▶ Written request
Pick out every line in the material below that contains the word "fence" and copy each one. Case counts.

▶ Data provided
________
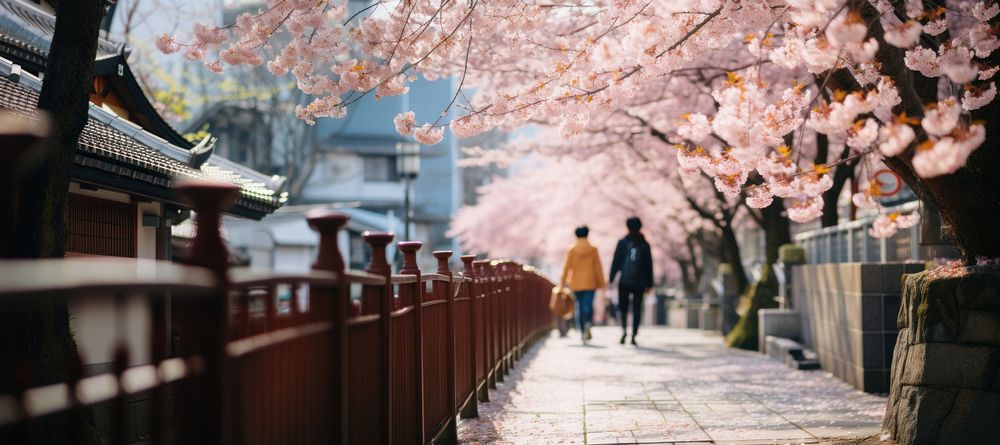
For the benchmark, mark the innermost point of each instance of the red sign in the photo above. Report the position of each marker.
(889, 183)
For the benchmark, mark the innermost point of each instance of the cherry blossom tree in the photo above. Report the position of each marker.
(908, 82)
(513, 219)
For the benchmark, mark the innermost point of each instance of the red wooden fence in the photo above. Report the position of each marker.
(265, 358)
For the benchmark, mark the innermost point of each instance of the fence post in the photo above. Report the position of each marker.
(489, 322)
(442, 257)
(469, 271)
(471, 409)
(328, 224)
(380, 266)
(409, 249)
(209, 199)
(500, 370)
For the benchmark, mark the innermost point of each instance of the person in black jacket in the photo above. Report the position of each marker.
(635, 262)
________
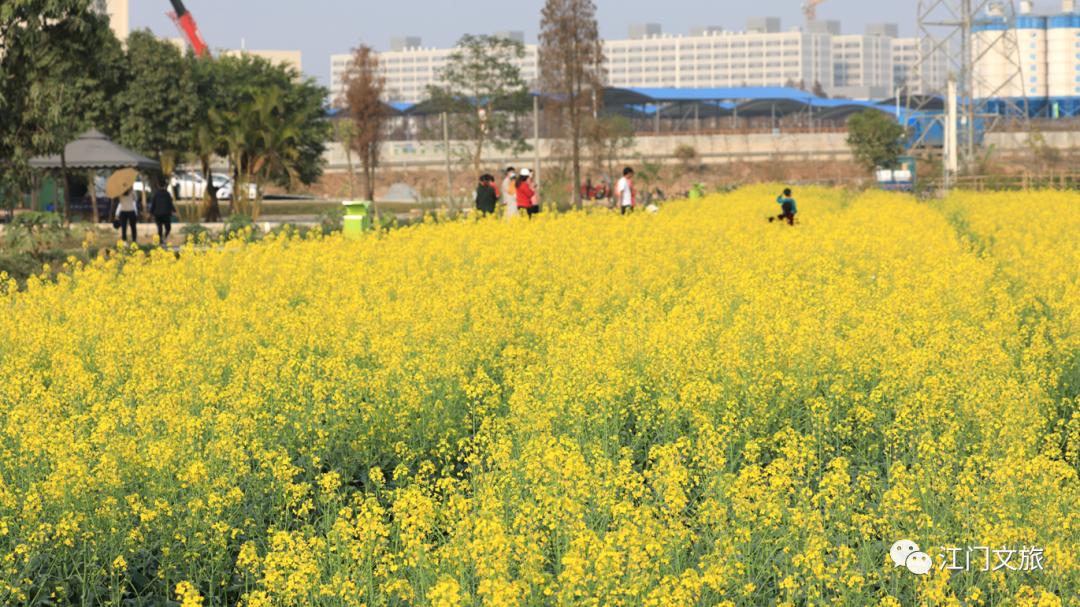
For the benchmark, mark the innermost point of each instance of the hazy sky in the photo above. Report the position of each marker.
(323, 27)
________
▶ The answer
For the benchmark, mark the innermost point of each instance of the red wooden fence in the photo above. Report the position of each marker.
For the benchmark, mark the innermost point of each instance of the fence post in the photo above. Report the position of each marker.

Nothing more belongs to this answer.